# start of Task data

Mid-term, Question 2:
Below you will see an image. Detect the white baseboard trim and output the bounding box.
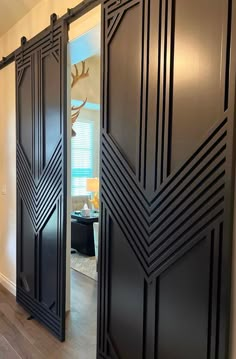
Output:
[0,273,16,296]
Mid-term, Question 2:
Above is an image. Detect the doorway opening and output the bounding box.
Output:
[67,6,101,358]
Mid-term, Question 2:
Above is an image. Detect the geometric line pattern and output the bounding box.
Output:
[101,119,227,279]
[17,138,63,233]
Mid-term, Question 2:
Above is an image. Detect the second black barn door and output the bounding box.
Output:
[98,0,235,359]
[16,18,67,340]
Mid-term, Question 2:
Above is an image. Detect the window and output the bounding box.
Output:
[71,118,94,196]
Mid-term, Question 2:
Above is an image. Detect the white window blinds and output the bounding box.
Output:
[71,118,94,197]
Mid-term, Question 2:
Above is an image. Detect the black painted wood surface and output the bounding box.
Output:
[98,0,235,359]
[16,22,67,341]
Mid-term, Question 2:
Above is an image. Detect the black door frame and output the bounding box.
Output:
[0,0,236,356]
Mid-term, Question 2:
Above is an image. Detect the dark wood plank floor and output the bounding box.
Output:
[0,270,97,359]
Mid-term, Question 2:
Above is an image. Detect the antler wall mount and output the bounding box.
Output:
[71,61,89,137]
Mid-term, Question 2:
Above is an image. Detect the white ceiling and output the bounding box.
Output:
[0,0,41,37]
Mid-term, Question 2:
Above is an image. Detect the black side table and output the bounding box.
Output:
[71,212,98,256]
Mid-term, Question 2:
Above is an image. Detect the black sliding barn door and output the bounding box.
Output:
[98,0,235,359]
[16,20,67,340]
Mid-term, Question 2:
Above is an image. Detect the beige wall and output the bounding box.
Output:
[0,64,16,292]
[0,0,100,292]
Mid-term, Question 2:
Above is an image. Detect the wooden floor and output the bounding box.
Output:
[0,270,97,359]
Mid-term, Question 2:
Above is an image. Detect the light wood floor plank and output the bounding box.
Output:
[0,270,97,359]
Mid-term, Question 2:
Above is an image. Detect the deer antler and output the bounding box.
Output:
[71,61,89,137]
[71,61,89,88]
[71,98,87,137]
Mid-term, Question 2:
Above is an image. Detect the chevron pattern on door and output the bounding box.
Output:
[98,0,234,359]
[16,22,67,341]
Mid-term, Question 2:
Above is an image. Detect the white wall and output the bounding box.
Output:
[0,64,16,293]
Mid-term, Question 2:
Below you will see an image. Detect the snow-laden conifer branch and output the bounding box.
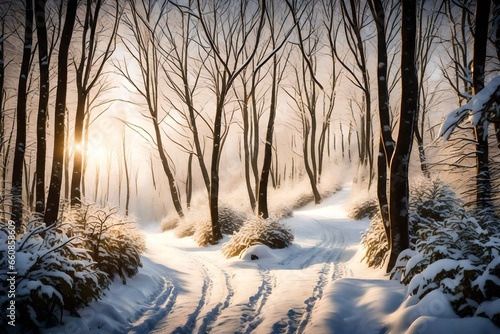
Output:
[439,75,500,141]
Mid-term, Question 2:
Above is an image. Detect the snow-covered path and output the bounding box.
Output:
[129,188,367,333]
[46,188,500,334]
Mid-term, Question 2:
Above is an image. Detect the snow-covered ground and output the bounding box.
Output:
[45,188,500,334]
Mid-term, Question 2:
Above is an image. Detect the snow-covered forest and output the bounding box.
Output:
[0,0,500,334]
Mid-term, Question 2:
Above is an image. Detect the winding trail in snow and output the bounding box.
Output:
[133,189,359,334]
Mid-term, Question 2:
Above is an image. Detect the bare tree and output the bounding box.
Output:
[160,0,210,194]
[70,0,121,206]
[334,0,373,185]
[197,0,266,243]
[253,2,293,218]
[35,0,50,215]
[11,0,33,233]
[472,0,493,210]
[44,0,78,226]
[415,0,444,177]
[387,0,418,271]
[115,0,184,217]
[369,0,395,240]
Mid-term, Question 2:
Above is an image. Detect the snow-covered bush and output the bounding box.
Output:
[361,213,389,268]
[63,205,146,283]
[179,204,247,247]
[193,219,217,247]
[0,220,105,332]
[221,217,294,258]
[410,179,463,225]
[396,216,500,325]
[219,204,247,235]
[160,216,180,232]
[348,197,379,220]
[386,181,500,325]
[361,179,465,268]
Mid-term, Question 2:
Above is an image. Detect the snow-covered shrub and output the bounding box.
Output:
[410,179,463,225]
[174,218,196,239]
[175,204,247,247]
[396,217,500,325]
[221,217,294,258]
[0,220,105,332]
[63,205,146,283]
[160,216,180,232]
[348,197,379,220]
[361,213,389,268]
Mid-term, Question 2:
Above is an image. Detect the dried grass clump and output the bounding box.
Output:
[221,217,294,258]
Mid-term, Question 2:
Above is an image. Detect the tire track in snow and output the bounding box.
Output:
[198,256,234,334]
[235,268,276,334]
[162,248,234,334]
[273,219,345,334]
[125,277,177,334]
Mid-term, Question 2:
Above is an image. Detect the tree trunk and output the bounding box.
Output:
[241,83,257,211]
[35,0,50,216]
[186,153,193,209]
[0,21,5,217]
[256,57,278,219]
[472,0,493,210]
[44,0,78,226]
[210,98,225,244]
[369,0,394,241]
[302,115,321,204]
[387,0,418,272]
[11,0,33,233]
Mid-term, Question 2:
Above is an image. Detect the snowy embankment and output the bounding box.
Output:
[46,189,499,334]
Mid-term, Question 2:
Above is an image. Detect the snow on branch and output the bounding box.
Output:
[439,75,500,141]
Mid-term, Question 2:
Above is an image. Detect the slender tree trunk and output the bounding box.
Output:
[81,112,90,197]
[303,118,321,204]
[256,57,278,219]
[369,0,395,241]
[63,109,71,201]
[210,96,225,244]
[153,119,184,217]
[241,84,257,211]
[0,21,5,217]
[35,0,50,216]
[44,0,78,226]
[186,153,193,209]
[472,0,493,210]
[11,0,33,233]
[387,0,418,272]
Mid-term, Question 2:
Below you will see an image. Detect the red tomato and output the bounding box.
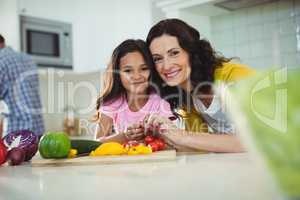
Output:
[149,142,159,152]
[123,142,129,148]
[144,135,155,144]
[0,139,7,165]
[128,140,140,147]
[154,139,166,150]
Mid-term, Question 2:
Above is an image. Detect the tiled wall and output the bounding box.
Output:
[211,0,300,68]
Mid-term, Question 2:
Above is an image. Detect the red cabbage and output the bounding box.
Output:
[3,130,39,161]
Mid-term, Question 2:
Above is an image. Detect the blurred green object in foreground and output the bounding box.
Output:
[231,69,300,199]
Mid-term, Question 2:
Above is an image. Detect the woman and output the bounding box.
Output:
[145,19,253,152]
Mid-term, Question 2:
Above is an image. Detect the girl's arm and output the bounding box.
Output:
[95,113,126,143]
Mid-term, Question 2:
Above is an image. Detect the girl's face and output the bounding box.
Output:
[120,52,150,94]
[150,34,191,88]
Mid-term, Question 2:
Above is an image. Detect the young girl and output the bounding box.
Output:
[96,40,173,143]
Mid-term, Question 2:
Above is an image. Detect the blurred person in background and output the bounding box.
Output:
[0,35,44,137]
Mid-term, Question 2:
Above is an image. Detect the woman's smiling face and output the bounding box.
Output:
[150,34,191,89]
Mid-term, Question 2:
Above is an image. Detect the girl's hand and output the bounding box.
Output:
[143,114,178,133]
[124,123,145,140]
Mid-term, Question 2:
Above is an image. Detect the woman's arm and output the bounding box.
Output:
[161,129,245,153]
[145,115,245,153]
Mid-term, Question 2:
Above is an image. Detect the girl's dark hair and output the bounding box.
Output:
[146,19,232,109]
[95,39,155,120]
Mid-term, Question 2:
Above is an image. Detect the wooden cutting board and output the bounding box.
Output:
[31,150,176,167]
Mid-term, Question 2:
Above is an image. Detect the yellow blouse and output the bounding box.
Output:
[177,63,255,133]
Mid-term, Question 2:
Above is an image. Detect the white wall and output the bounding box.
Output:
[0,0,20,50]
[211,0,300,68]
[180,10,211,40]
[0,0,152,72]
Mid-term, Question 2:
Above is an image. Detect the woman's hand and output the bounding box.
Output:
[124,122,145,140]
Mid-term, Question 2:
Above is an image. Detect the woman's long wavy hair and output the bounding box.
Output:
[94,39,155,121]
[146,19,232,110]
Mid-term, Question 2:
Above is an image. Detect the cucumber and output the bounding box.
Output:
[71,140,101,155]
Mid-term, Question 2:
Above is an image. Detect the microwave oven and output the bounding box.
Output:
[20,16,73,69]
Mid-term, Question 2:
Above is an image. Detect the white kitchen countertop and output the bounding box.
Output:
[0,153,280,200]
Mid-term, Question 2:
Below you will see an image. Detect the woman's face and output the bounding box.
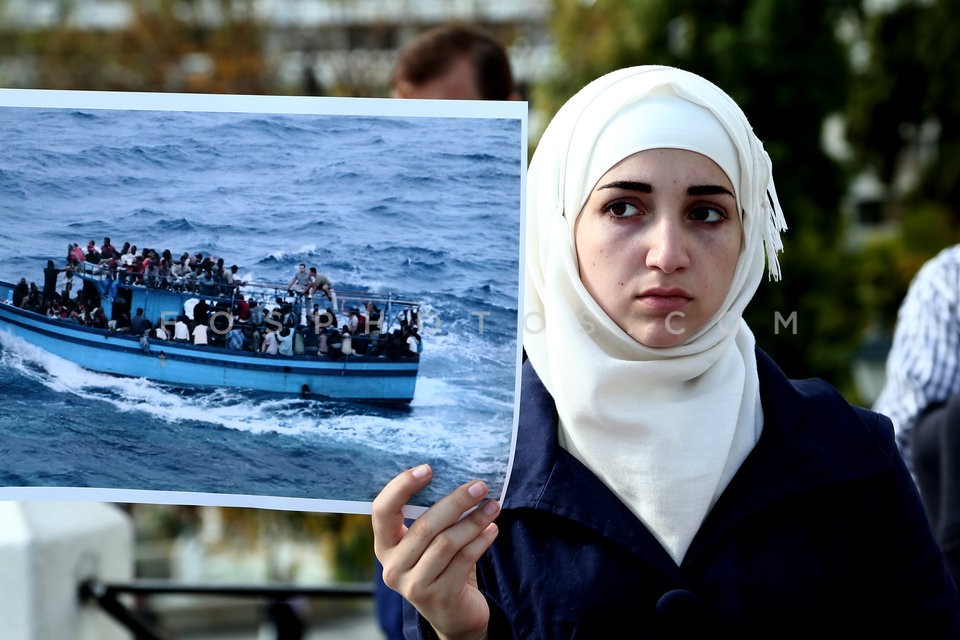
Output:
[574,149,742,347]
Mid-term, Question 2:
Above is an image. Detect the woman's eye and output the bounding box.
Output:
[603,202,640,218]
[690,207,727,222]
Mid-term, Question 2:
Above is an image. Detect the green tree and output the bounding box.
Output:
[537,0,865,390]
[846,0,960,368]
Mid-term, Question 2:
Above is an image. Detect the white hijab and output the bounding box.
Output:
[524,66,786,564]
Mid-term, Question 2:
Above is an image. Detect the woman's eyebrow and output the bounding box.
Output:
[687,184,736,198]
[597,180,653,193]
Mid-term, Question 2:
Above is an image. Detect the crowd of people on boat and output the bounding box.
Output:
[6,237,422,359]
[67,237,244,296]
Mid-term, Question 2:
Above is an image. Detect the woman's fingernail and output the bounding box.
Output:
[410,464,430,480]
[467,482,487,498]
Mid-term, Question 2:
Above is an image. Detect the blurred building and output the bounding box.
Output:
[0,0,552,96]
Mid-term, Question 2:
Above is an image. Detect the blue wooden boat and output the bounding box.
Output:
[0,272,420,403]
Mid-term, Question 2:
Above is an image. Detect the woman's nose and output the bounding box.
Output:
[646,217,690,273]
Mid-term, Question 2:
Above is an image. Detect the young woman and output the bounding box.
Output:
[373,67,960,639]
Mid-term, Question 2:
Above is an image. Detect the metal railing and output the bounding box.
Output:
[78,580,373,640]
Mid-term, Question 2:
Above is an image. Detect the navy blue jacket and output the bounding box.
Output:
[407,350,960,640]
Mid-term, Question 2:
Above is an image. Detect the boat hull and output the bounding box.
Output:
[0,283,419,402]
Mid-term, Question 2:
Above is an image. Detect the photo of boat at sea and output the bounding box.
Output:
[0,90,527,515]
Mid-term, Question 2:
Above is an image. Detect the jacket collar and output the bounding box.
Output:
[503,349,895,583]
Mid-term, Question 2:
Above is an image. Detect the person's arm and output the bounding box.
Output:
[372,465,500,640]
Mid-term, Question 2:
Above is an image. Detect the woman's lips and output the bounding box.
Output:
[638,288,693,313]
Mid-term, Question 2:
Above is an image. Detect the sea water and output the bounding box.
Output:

# end of Task data

*Exercise aim*: Return every line above that contains the word "hand".

*Finished answer*:
Above is an image. Detect the girl's hand and output the bounding box.
Above is an image. Detect the woman's hand and output the bounding box.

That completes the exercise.